### PARTS OF THE EXERCISE
[a] Print the passage from the condolence comments about Stephen below exactly, starting at "Alastair Norcross" and ending at "and shocking news.".
[b] In the condolence comments about Stephen below, at which event did one commenter meet him several times?
[c] Pick up the condolence comments about Stephen below from where they stop, and continue them.

### EXCERPTED PASSAGE

● ● ● ● ● ● ●

This is terribly sad. I met Stephen about 10 years ago or so at a conference at Northwestern. We were both finishing up our grad programs and shared some interests, which led us to exchanging some emails here and there over the next stretch of time. I didn’t know him well but in my dealings with him he was always very kind, funny, warm, and excited to talk philosophy.

Condolences to his family, friends, and colleagues.

Alastair Norcross
3 years ago

Terrible news. My deepest condolences to his family, friends, and colleagues. I met Stephen several times at the Rocky Mountain Ethics Congress, where he presented papers on multiple occasions. A terrific philosopher and person.

Jennifer Ann Frey
Jennifer Ann Frey
3 years ago

This is very, very sad and shocking news.

Ted Shear
3 years ago

I’m stunned and deeply saddened to hear this. As suggested in the statement above from the Northwestern Philosophy Department, Stephen was truly a generous philosopher. I’d like to share a story to illustrate this. I met Stephen in 2012 at my first professional conference when I was in my second year of graduate school. While it was a relatively small conference, I felt like a fish out of water and Stephen’s kindness and generousity made an enormous difference. What might have otherwise been a miserable, isolating experience turned out to be exciting and fulfilling–no doubt in virtue Stephen. I only ran into him intermittently at conferences since then, but he always remembered me and made sure to spend time chatting. That said a lot about his character and, indeed, he had an enormous impact on me by making me feel like a member of the community.

Sasha Newton
Sasha Newton
3 years ago

I met Stephen at several conferences and always gravitated towards his open and kind presence (he was often the nicest person in the room). He was smart and accomplished, but also unassuming and modest. I remember feeling so honored when he spent time with me, working through a difficult problem, or discussing something obscure that I had said. Like others here, all of my encounters with him were wonderful. He will never know how much it meant to me that he came to a small talk I gave at Northwestern – that was the last occasion I had to see him. I wish I could tell him about the impact he had. It is so tragic for the philosophy world, and for me, to lose someone so wise. I am so shocked and saddened by this news. My deepest sympathies for his family and closest friends.

● ● ● ● ● ● ●

### DATA LINES
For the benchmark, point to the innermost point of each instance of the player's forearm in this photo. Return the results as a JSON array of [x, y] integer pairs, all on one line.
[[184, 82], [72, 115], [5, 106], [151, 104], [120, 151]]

● ● ● ● ● ● ●

### ANSWERS TO THE EXERCISE
[a]
Alastair Norcross
3 years ago

Terrible news. My deepest condolences to his family, friends, and colleagues. I met Stephen several times at the Rocky Mountain Ethics Congress, where he presented papers on multiple occasions. A terrific philosopher and person.

Jennifer Ann Frey
Jennifer Ann Frey
3 years ago

This is very, very sad and shocking news.

[b] At the Rocky Mountain Ethics Congress.

[c]
Mark van Roojen
Mark van Roojen
3 years ago

This hit me pretty hard yesterday. I’ve known Stephen from various conferences over the past ten-ish years, always having friendly and interesting conversations with him. I remember a comment of his helping me with a paper I presented at a conference and also sitting on the stairs with him in an old Victorian building on the campus at CU during one of the RoME conference receptions. I enjoyed commented on one of his papers at the same conference. A couple of years ago I had occasion to read all of his papers and was thoroughly impressed by their overall quality but also their range and depth. He had done an unusually good job of not letting the pressure to publish in volume cause him to put out work that was not well thought through. I was looking forward to seeing him when we start having conferences again. Now we won’t and it is a real loss to us as people and also to philosophy.

Hille Paakkunainen
3 years ago

Can’t believe it. Like so many others, I knew Stephen from various conferences as a wonderfully smart, funny and warm interlocutor. A great philosopher and a great person to be around. Condolences to his family and friends.

Sarah Jansen
Sarah Jansen
3 years ago

Really upset to hear about this. I was in Steve’s cohort in grad school and always felt so comfortable around him. He was so kind. I don’t know why this seems to always happen to the best of them. I will always remember that night we watched an entire season of “Arrested Development.” I was going through a rough patch in grad school, and that really lifted me up. Steve will be missed.